### What you will do
Print the records below exactly, and do not carry over any picture.

### Given records
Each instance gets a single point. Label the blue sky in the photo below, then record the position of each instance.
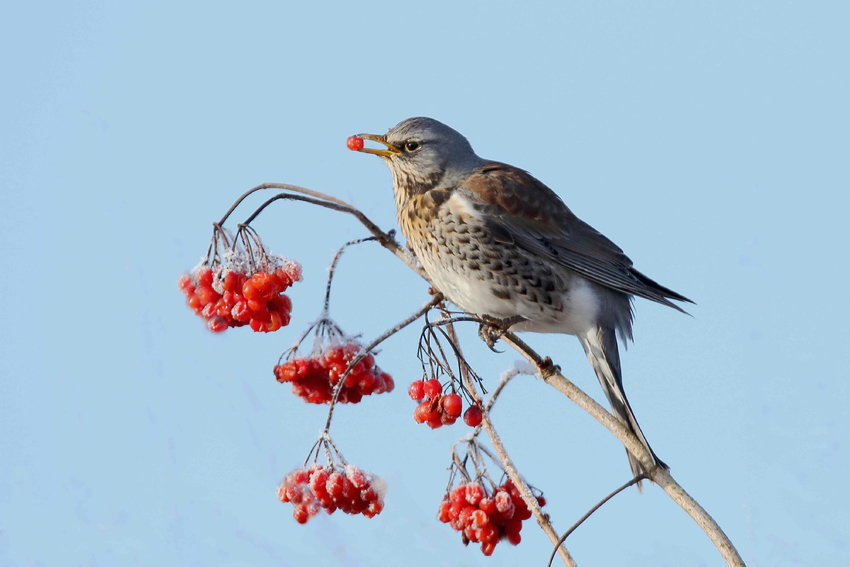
(708, 141)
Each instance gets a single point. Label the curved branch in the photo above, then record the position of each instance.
(658, 475)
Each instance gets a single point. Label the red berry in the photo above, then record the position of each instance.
(472, 416)
(443, 512)
(205, 276)
(488, 505)
(216, 324)
(474, 493)
(432, 388)
(452, 404)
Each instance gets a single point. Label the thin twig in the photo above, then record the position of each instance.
(510, 468)
(328, 202)
(599, 504)
(335, 261)
(659, 475)
(371, 346)
(551, 376)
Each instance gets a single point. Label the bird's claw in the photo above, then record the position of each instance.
(492, 329)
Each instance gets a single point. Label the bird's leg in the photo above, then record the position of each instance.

### Task output
Each instance gets a single point. Label the blue sky in the photo below, then record the position of each instance.
(708, 141)
Each instance gets a single point. Label the curved branch in the photo above, then record the position of each instance.
(658, 475)
Each instance gets a single point. Label the red berry in the photo above, then record the position of each instance.
(472, 416)
(443, 512)
(205, 276)
(488, 505)
(216, 324)
(474, 493)
(432, 388)
(452, 404)
Each instance gets a single point. Label the thin twig in the photo above, then record the position of each instance.
(510, 468)
(328, 202)
(599, 504)
(335, 261)
(659, 475)
(371, 346)
(551, 376)
Each instance gets a single point. Label the bird's claw in the photo above, then record the position of each instance.
(492, 329)
Each instance gets a single point. Label the bird's leg in the photo above, then record the position of each instance.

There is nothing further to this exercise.